▶ [Task directions]: Among the records below, find each line containing the word "green" and copy it.

START Data extracts

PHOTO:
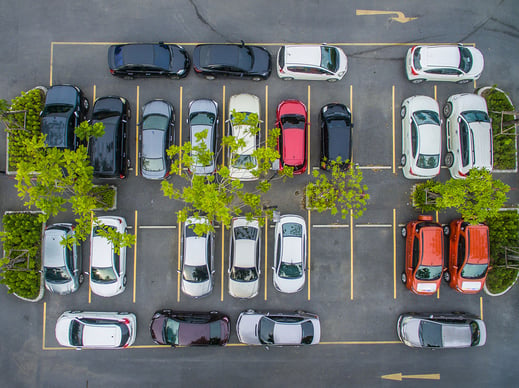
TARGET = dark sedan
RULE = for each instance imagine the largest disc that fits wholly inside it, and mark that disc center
(65, 108)
(336, 128)
(178, 328)
(148, 60)
(109, 153)
(232, 60)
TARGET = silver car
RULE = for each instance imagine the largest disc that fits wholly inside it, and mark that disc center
(203, 116)
(62, 265)
(197, 260)
(450, 330)
(297, 328)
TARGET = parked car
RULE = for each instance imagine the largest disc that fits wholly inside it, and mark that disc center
(278, 329)
(469, 256)
(107, 267)
(443, 330)
(96, 330)
(469, 134)
(244, 258)
(180, 328)
(156, 136)
(336, 135)
(243, 163)
(290, 254)
(109, 153)
(423, 255)
(312, 62)
(292, 120)
(65, 108)
(203, 116)
(62, 265)
(454, 63)
(421, 138)
(232, 60)
(197, 259)
(148, 60)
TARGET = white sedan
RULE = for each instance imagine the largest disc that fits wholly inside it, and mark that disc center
(96, 330)
(107, 267)
(290, 254)
(421, 138)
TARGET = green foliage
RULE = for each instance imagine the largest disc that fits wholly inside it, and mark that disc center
(477, 198)
(343, 192)
(22, 231)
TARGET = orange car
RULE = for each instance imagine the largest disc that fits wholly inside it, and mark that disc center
(469, 256)
(423, 255)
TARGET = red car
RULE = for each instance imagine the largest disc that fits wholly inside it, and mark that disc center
(423, 255)
(469, 256)
(292, 120)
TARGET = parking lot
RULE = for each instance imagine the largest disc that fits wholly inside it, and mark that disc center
(353, 280)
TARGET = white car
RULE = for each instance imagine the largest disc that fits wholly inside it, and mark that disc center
(469, 134)
(311, 62)
(454, 63)
(244, 258)
(107, 268)
(278, 329)
(421, 137)
(96, 330)
(197, 259)
(243, 163)
(290, 254)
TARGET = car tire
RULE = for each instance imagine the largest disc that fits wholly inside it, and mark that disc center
(449, 159)
(447, 110)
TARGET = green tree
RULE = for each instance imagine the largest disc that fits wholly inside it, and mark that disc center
(217, 196)
(476, 198)
(342, 192)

END Data extracts

▶ [Solution to this task]:
TARGET = green foliage
TARGET = green tree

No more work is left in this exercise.